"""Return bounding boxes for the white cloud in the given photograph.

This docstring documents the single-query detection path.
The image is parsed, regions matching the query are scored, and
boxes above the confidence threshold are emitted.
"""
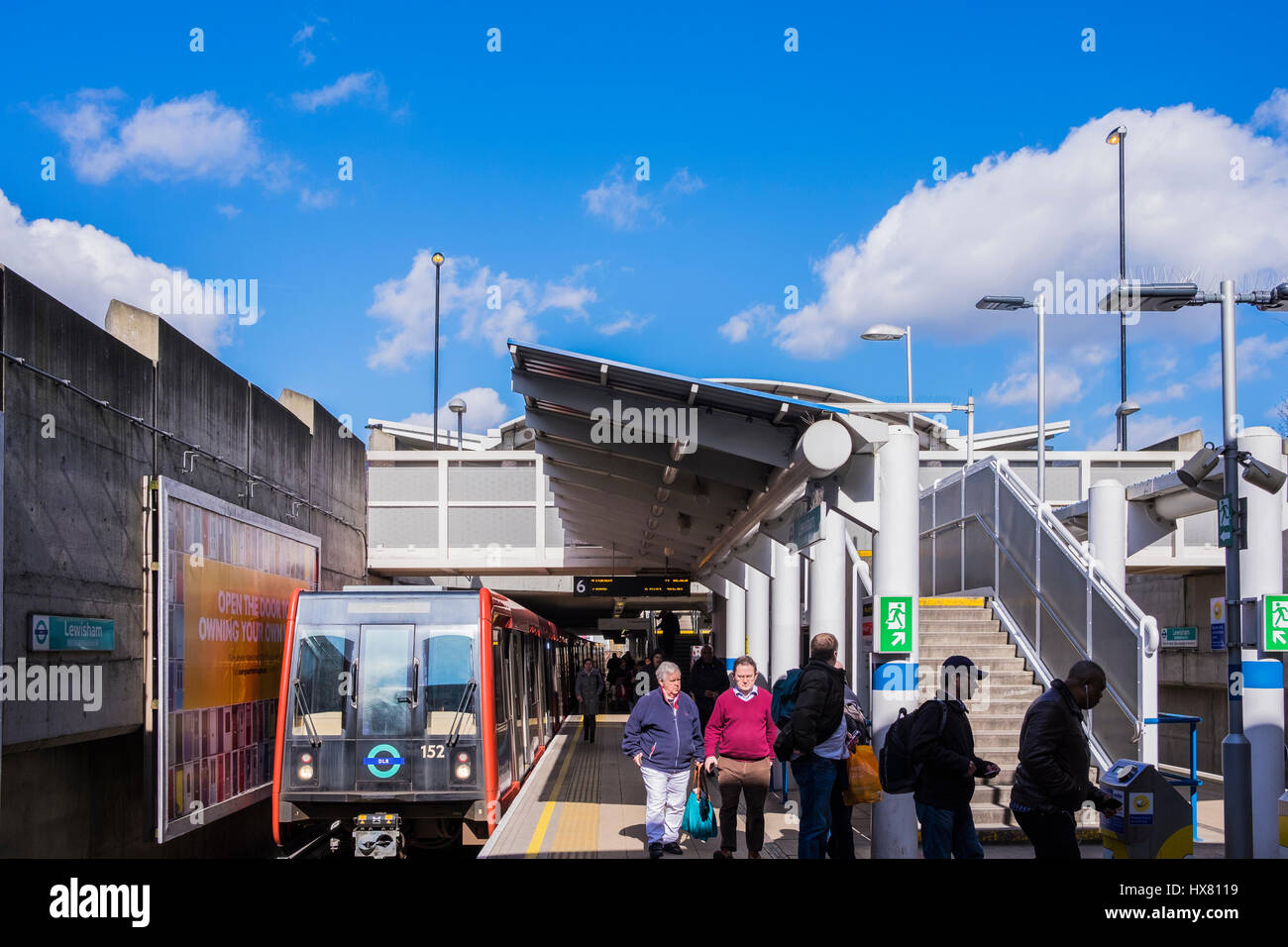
[1087,414,1203,451]
[1252,89,1288,134]
[1195,335,1288,388]
[984,365,1082,408]
[368,250,595,368]
[665,167,705,194]
[0,192,232,351]
[291,72,389,112]
[300,188,336,210]
[595,312,653,335]
[716,304,774,346]
[42,89,266,184]
[581,164,664,231]
[1138,381,1190,408]
[291,17,327,65]
[777,104,1288,359]
[400,388,516,433]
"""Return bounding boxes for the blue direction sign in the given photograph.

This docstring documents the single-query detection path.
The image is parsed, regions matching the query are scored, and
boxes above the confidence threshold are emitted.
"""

※ ※ ※

* **Problem requirements**
Write the records out again in full, exactly, and skip every picture.

* **Response for this exercise**
"""Return bounding boxes for the white cloud in the given photograph.

This docstring documents the single-query detection path.
The image is parsed, regions matching the query are scored, and
boxes above the confidence threshold are emitted.
"""
[1087,414,1203,451]
[1252,89,1288,134]
[1195,335,1288,388]
[984,365,1082,408]
[368,250,595,368]
[665,167,705,194]
[0,192,232,351]
[291,72,389,112]
[300,188,336,210]
[595,312,653,335]
[716,304,774,346]
[42,89,266,184]
[581,164,664,231]
[1138,381,1190,408]
[291,17,327,65]
[777,104,1288,359]
[400,388,516,433]
"""Return bounding boxes for the blue direction sign in the given photograph.

This docstring documents the single-query detection path.
The image is parsed, regions matching the query are scored, and
boxes above the confidence threshold are emitted.
"""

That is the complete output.